What is required. Every record below should be printed exactly as given.

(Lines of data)
Begin

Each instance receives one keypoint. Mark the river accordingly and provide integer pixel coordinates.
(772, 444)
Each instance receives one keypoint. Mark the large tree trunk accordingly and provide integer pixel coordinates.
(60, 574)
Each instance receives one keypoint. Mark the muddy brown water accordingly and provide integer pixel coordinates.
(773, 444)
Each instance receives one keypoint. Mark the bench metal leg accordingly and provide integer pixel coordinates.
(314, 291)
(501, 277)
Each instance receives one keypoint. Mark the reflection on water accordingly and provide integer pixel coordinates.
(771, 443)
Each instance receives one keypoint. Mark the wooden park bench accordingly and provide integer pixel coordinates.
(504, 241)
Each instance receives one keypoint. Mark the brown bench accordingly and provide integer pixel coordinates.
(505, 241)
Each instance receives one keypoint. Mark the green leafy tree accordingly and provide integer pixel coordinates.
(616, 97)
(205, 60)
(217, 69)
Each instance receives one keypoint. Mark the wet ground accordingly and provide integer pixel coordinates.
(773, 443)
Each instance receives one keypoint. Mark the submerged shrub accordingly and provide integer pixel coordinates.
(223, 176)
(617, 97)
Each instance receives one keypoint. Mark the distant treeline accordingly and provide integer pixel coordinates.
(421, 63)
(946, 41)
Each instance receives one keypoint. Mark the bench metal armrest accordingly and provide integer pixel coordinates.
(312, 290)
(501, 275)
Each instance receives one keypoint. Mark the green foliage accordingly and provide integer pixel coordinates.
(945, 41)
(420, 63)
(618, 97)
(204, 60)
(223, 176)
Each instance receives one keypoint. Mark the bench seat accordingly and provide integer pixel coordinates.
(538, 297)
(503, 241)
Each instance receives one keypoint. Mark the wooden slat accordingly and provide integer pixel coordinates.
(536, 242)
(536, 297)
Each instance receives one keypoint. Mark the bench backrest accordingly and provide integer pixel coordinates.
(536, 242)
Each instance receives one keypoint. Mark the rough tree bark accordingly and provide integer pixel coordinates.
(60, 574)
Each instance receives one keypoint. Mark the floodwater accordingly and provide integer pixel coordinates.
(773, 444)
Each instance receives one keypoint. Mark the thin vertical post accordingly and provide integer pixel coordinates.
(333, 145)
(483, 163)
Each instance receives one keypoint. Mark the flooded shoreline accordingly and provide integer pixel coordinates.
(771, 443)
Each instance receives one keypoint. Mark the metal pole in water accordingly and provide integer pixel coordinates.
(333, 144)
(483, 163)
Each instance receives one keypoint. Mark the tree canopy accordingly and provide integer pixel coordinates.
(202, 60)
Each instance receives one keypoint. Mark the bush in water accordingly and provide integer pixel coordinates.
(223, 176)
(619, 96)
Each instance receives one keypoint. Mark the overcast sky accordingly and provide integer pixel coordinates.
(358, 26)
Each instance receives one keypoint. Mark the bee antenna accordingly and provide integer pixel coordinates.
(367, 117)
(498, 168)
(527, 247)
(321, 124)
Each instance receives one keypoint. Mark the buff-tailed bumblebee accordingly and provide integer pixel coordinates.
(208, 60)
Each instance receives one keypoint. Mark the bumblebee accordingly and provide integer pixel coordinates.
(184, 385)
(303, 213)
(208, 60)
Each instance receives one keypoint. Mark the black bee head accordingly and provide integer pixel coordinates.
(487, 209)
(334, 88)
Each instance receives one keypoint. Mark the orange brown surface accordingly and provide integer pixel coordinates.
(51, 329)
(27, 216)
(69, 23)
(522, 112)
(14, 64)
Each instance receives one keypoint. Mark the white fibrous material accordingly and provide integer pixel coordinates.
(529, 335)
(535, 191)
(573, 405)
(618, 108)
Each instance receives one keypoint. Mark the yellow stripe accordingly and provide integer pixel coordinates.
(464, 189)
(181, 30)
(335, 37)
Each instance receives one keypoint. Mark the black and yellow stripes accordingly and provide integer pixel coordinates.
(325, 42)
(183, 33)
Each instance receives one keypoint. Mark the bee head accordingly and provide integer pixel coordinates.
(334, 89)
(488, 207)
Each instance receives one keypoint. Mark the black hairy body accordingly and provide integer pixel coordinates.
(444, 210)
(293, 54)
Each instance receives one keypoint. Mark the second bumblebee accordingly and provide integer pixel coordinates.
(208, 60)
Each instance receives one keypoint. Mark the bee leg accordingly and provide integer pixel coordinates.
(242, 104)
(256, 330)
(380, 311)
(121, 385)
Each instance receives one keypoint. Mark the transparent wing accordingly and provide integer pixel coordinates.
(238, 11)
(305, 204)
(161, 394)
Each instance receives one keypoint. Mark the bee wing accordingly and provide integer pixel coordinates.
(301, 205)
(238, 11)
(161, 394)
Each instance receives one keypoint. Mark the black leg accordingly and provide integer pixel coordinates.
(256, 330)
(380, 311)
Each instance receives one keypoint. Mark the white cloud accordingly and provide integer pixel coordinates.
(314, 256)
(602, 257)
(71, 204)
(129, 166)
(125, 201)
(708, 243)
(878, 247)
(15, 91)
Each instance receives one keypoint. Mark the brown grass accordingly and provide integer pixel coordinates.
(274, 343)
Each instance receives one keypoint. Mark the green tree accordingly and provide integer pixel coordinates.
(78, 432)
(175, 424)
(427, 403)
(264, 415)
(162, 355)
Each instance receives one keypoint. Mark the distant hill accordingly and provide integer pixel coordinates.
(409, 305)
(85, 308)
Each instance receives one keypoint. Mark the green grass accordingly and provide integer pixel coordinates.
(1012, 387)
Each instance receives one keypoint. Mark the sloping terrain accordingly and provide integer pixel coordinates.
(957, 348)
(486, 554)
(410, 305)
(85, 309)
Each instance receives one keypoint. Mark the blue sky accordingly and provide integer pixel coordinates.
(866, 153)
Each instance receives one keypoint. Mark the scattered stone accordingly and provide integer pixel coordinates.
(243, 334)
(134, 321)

End

Solution to this problem.
Each instance receives one keypoint. Mark the river accordingly and provide integer pixel coordinates.
(772, 444)
Each instance receives one keypoint. Mark the large tree trunk accordingly and provide integer pixel coordinates.
(60, 574)
Each instance receives one keypoint. Mark the muddy brown water accordingly and provide integer pixel coordinates.
(773, 444)
Each instance receives one keypoint. Mark the bench metal leg accordingly and provide integer pixel coordinates.
(314, 291)
(501, 277)
Each instance receives one keypoint. Mark the reflection on water accordingly and provide integer pixel coordinates.
(771, 443)
Each instance receives one keypoint. Mark the wooden park bench accordingly and provide integer pixel coordinates.
(504, 241)
Each instance receives one keypoint. Mark the brown bench accordingly and provide integer pixel coordinates.
(505, 241)
Each instance receives one keypoint. Mark the green leafy tree accordingly and provide integer pixel coordinates.
(616, 97)
(205, 60)
(217, 69)
Each instance receives one keypoint. Mark the wet ground accordingly and provide integer pixel coordinates.
(773, 443)
Each instance receives one keypoint. Mark the submerged shrub accordingly and provide integer pixel coordinates.
(223, 176)
(617, 97)
Each instance receives one keypoint. Mark the distant treeline accordingly and provide integer pixel coordinates.
(421, 63)
(946, 41)
Each instance receives one keypoint. Mark the bench metal armrest accordingly and provide integer pixel coordinates.
(312, 290)
(501, 275)
Each instance receives one keypoint. Mark the green foliage accordingly and provide integer pixel coordinates.
(945, 41)
(420, 63)
(618, 97)
(204, 60)
(223, 176)
Each instance receives one keypoint. Mark the bench seat accordingly and provide integer pixel coordinates.
(538, 297)
(503, 241)
Each instance receives one keypoint. Mark the wooden slat accordingly and provide integer pixel coordinates.
(536, 242)
(536, 297)
Each instance receives one keypoint. Mark the bench backrest accordingly and provide integer pixel coordinates.
(536, 242)
Each instance receives one keypoint. Mark the rough tree bark accordingly and provide integer pixel coordinates.
(60, 574)
Each instance receives one keypoint. Mark the floodwater accordingly and provide integer pixel coordinates.
(773, 444)
Each instance receives one keypoint. Mark the thin vertical post accordingly and provide integer pixel coordinates.
(333, 145)
(483, 163)
Each instance receives one keypoint. Mark the flooded shoreline accordingly and provide integer pixel coordinates.
(771, 443)
Each instance receives one keypoint. Mark the metal pole in water accordingly and provide integer pixel coordinates.
(333, 144)
(483, 163)
Each instance receives one keypoint. Mark the tree canopy accordingly and provide integer pixel coordinates.
(202, 60)
Each instance receives one keypoint. Mark the bush in water accordingly and provide integer pixel coordinates.
(223, 176)
(619, 96)
Each instance receives one keypoint. Mark the overcast sky accordingly and provide integer pixel coordinates.
(358, 26)
Each instance receives one keypoint. Mark the bee antenna accordingly and provide integer pixel coordinates.
(367, 117)
(498, 168)
(527, 247)
(321, 124)
Each instance receives one keypoint. Mark the buff-tailed bumblebee accordingly and provide integer pixel coordinates.
(208, 60)
Each instance receives one keypoint. Mark the bumblebee accordingly and provide integer pixel coordinates.
(184, 385)
(303, 213)
(208, 60)
Each instance receives one keypoint. Mark the black bee head accordingly and provide integer pixel coordinates.
(487, 209)
(334, 88)
Each instance receives one keypoint. Mark the orange brown surface accordingly and provide integer pixel coordinates.
(51, 329)
(27, 216)
(69, 23)
(522, 112)
(14, 64)
Each instance receives one keypoint. Mark the white fibrous material accordingly and provide integer pixel coordinates.
(529, 335)
(535, 191)
(573, 405)
(618, 108)
Each instance receives one keypoint. Mark the yellow stripe accordingly and provide integer pixel coordinates.
(464, 189)
(181, 30)
(335, 37)
Each instance receives one keypoint. Mark the black and yellow stripes accordingly and provide integer pixel coordinates.
(325, 42)
(183, 33)
Each instance receives one keypoint. Mark the bee head accordingly and provide integer pixel coordinates.
(334, 89)
(488, 207)
Each instance receives one keypoint. Mark the black hairy body accordingly and provide integer pixel coordinates.
(444, 210)
(293, 54)
Each instance receives one keypoint. Mark the second bumblebee accordingly and provide integer pixel coordinates.
(208, 60)
Each instance receives one keypoint. Mark the bee leg accordingly and provide integer pixel coordinates.
(242, 104)
(256, 330)
(380, 311)
(121, 385)
Each instance receives one keypoint. Mark the transparent wing accordingly and provide integer pixel coordinates.
(238, 11)
(305, 204)
(161, 394)
Each instance receives one keypoint. Mark the bee wing accordingly and provide integer pixel coordinates.
(301, 205)
(238, 11)
(161, 394)
Each instance receives one keypoint. Mark the black leg accordingly and provide integer pixel coordinates.
(256, 330)
(380, 311)
Each instance receives one keypoint. Mark the white cloud accordingly and provide integer pixel coordinates.
(314, 256)
(602, 257)
(71, 204)
(129, 166)
(125, 201)
(708, 243)
(878, 247)
(15, 91)
Each instance receives one keypoint. Mark the brown grass accordingly and provide integer pixel coordinates.
(274, 343)
Each instance receives one keypoint. Mark the green tree accordingly and provide integer pixel coordinates.
(78, 432)
(175, 424)
(427, 403)
(264, 415)
(162, 355)
Each instance receives one keypoint. Mark the distant hill accordingly and provide integer pixel coordinates.
(409, 305)
(85, 308)
Each instance receives one keypoint. Mark the green grass accordingly and provide integer pixel coordinates.
(1012, 387)
Each instance receives one keypoint. Mark the sloping terrain accordingly and provide integer pixel coordinates.
(957, 348)
(486, 554)
(410, 305)
(85, 309)
Each instance receives one keypoint. Mark the blue sky accordingly and provide integer pixel coordinates.
(866, 153)
Each instance receives one keypoint. Mark the scattered stone accordingly and provide integer pixel coordinates.
(243, 334)
(134, 321)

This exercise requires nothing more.